Records supplied:
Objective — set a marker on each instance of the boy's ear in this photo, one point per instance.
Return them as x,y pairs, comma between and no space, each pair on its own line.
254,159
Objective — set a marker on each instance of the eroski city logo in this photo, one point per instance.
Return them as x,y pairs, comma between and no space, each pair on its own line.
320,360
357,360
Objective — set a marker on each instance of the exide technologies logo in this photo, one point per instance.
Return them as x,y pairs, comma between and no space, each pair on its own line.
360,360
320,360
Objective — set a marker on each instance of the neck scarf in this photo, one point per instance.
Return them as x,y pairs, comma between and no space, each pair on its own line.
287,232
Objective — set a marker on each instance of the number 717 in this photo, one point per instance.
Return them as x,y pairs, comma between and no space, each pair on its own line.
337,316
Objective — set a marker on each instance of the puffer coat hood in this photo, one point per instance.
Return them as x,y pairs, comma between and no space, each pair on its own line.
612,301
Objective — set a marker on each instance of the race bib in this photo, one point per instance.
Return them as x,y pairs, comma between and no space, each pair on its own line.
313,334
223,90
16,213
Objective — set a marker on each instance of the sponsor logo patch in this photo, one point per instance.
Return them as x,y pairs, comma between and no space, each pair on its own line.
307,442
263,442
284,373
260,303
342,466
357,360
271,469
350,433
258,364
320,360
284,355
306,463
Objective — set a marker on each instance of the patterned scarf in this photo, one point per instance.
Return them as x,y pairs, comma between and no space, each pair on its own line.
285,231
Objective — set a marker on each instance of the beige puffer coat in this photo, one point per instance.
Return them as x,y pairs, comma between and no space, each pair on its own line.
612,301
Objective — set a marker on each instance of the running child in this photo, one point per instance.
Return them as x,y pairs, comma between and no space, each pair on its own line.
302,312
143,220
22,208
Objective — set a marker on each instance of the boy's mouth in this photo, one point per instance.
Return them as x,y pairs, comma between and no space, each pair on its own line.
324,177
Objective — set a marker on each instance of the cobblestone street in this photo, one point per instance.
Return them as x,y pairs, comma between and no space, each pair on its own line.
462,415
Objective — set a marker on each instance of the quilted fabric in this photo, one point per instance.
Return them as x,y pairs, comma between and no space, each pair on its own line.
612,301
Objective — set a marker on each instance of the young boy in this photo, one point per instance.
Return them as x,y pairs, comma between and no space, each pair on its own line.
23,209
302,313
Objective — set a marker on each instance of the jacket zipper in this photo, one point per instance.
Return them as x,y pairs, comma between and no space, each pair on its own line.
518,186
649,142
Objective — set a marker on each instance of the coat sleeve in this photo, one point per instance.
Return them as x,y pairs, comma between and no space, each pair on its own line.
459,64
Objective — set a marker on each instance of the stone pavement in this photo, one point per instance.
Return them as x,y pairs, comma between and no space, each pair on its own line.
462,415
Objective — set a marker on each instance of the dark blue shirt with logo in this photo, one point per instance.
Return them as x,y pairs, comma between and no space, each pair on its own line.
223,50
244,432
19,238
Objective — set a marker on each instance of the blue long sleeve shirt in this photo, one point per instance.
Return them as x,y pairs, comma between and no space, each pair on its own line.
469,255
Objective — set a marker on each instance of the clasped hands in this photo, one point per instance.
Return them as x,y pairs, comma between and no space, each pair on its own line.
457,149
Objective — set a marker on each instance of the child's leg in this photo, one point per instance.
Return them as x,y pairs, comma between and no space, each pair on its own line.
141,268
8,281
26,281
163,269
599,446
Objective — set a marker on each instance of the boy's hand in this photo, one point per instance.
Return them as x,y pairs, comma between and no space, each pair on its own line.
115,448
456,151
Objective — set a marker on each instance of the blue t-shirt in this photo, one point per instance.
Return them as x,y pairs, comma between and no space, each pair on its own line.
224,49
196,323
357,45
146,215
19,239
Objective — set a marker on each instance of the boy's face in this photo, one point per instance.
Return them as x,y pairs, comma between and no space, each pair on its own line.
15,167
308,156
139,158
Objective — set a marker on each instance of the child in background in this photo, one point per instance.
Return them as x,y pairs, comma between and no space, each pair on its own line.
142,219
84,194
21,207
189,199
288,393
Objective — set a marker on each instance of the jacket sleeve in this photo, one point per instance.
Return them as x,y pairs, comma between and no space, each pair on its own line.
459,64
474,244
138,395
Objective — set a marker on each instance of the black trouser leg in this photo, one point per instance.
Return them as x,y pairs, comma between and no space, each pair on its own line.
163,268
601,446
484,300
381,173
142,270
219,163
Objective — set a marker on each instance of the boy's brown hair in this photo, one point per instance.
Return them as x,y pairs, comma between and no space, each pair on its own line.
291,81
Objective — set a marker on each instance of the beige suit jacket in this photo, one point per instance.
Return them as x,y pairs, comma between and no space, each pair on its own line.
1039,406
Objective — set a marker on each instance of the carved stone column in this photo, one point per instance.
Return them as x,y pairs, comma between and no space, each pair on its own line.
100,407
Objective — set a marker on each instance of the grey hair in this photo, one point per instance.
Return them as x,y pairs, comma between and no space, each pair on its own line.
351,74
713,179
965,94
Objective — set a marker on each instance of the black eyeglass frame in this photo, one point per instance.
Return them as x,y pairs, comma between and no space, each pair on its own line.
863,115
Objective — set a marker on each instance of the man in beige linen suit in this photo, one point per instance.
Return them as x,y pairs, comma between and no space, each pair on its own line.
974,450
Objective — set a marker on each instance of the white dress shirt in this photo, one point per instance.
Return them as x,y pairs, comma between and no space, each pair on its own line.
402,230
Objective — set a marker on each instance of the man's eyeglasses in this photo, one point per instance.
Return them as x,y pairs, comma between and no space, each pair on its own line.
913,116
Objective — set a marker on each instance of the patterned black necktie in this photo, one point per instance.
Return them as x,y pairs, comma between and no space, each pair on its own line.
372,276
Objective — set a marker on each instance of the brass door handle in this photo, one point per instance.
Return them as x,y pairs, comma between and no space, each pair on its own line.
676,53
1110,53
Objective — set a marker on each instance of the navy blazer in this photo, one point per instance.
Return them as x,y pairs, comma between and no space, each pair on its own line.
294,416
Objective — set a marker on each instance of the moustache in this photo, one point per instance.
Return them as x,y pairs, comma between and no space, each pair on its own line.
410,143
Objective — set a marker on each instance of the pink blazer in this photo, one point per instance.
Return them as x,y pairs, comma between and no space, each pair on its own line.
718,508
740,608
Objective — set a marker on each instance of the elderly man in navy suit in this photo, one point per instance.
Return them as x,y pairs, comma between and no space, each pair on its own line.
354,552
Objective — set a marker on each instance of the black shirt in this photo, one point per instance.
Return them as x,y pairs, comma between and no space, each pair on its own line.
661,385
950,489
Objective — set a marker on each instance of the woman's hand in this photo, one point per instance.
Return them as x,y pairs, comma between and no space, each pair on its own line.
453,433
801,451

Work to be completed:
Give the listing above again, word for word.

Expected answer:
Objective — set a marker on each instance of the boy's ear in this photo, one point per instance.
Return them as x,y pairs, comma between and no space, each pair on its own line.
254,159
Objective — set a marker on each instance of the eroski city logo in this photo, one point per instance.
Return them as x,y pairs, comma between and no space, each pair on its own line.
320,360
357,360
Objective — set a marker on each instance of the exide technologies logo in this photo, one point per instance.
Return them as x,y pairs, comma between and no space, each pair on its own line.
360,360
320,360
Objective — set a marker on each instance of the neck scarf in this photo, one point per instance.
Return them as x,y pairs, comma between and no space, each pair on its own line.
287,232
Objective — set a marker on each instance of the number 717 in this photo, one point per instance.
Return them as x,y pairs, comma between and no space, each pair on its own line.
337,316
Objective — set a marker on each instance of the puffer coat hood in this photo, one point per instance.
Return them as x,y pairs, comma between and no space, each pair on its own line.
612,301
Objective — set a marker on each instance of the race bib in this photo, one point per instance.
Return them as x,y pairs, comma between and no space, each pair on its own line.
313,334
223,90
16,213
Objective — set a marker on each instance of the sponsor logo patch in this photo, one point per instance.
Return them as x,y pairs, comma between and no space, each pair on its own line.
307,442
263,442
284,373
260,303
342,466
357,360
271,469
350,433
258,364
320,360
284,355
306,463
Objective — set a marker on each instance of the patterned scarf in this photo, one point per instance.
Return them as x,y pairs, comma between and no space, each pair on its own line.
285,231
Objective — set a marker on each instance of the beige puffer coat in this photo, one point per instance.
Return them as x,y pairs, comma between and no space, each pair on its own line.
612,301
Objective — set a marker on each instance of the running child in this photo, one point per instance.
Return them as x,y pairs, comma between and no space, each pair on its own line.
302,312
143,220
22,208
Objective — set a marker on each instance of the boy's mouth in this photo, one point per instance.
Return them as x,y pairs, comma between and no space, each pair on its own line.
324,177
Objective — set a marker on each instance of the cobblestone street in this photo, one point per instance.
Return them as x,y pairs, comma between and no space, each pair on its own line.
462,415
Objective — set a marker on each instance of the quilted fabric in this photo, one point per instance.
Return them as x,y pairs, comma between and no space, each pair on its own line.
612,301
Objective — set a marker on each instance of the young boy in this photo, one point per instance.
Return them as x,y pairs, comma between and no space, each pair on its own line.
23,209
302,313
Objective — set a marker on each instance of the jacket zipper in this photo, one point per instance.
Return them as x,y pairs, comma between and no space, each pair on its own line.
518,186
649,142
Objective — set a marker on each instance of the coat sleeve in this photo, one point per instance.
Return them as x,y pairs, comma between and no space, each pair on its own line.
459,64
Objective — set a marker on each instance of the stone pavement in this photo, one point per instance.
Return them as x,y pairs, comma between and no space, each pair on its own line.
462,415
Objective — set a marker on each instance of the dark blue shirt with logo in this photo, one point per instance.
Return them as x,y pairs, comma between and no space, each pair on its own line.
223,50
244,432
19,238
Objective — set a marker on each instance of the blue long sleeve shirt in this photo, one point per instance.
Return them as x,y pairs, comma between and no space, each pair on its own line.
469,255
Objective — set a marker on each instance of the clasped hands in this photo, one point per instance.
Return them as x,y pairs, comma between and no space, each pair on its own line.
457,149
Objective — set a marker on each instance of the child's leg in this photo, one point per instance.
Return them as x,y pairs, comma between and no space, each pair on its own line.
141,268
8,281
26,281
163,269
599,446
Objective — set a marker on each instance of the boy's hand in this photo, one point per instance.
Return them as x,y pairs, comma between and no space, each pair on its own line.
115,448
456,151
Objective — set a marker on each instance of the blue t-shirt in this photo, one point per instance.
Return them as x,y pairs, comma between and no space, each pair on its own line.
224,49
196,323
357,45
146,215
19,239
Objective — set a marker on each instance of the boy's face in this photo, one point per instance.
Return them as x,y pairs, comma between and no space, each pair on its own line.
15,167
308,156
139,158
Objective — set a marker on each instance of the child in background in this photo, one point per instance.
Return them as x,y pairs, comma between and no space, each pair on its own line.
142,219
84,194
21,207
189,199
288,393
Objective — set a marker on each instance of the jacket sleeve in this photo, one point per instance.
Return them as x,y pairs, comma between and no space, each pair on its own line.
459,64
474,244
138,395
Objective — set a marker on each instance of the black trouser leg in this photo, one point per instance.
Return them as x,y pairs, comma between and no space, each pair on its own line.
163,268
601,446
484,300
381,173
142,270
219,163
Objective — set a marker on each instance of the boy's brown hair in this photo, one point per instance.
Return them as x,y pairs, comma between and no space, each pair on its own line.
291,81
Objective — set a marker on each instance of the beige suit jacket in this photo, one point per instance.
Return them as x,y pairs, comma between and no space, each pair on its own line.
1039,406
Objective — set a marker on each instance of the carved stone column in this photo, one point per instance.
Return them as x,y pairs, comma between and no space, each pair on its own line.
100,407
Objective — set a marker on each instance of the grey hair in this photo, one point per instance.
Return them as x,y pairs, comma between and no space, each pair on its own line.
351,74
713,179
965,94
Objective — set a marker on each instance of the black eyeglass frame in this photo, one point per instance.
Return them as x,y pairs, comma between and no space, each pair on its own line.
863,115
Objective — set a marker on each instance of the man in beige linen suit in this photo, one point per instance.
Return them as x,y pairs, comma between and no space, each pair on its own line.
974,450
Objective — set a marker on each instance of the white dress shirt in this photo, one point per instance.
Return them as x,y pairs, comma between and no space, each pair on its own line.
402,230
Objective — set a marker on each instance of the man's eyeglasses in this photo, one point per instance.
Return them as x,y pairs, comma between and no space, each pair on its own line.
913,116
Objective — set a marker on each instance of the patterned black necktie in this photo, one point per instance.
Return them as x,y pairs, comma between and no space, each pair on its own line.
372,276
Objective — set a marker on each instance of the brass door handle in this photo, one point per instance.
Return them as x,y pairs, comma between and no space, each pair on its own line.
676,53
1110,53
Objective — set a marker on each instance of the navy blazer in this photo, one point per instance.
Return them as x,y pairs, comma between and no space, each pair on its own line.
294,416
Objective — set a marker on each instance of the moustache in this photo, one point per instance.
Return them as x,y pairs, comma between and no space, each pair on its own line.
410,143
Objective — set a marker on each instance of the pink blazer in this photo, one point per instance.
Return them as x,y pairs, comma between and no space, each pair on its own line.
718,508
740,608
Objective — set a marker on each instance of the elderly man in navy suit in this photo, one point per instance.
Return them as x,y pairs, comma between and no space, each pair on its own line.
354,552
Objective — set a marker on each instance of the black shirt in this photo, one point per instance.
Return them as x,y pairs, comma between and no space, each pair on its own line.
661,385
950,489
Objective — set a marker on each instance of the woman's hand in this photo, one point per instance.
Return them as x,y pairs, comma between and no space, each pair on its own line.
453,433
801,451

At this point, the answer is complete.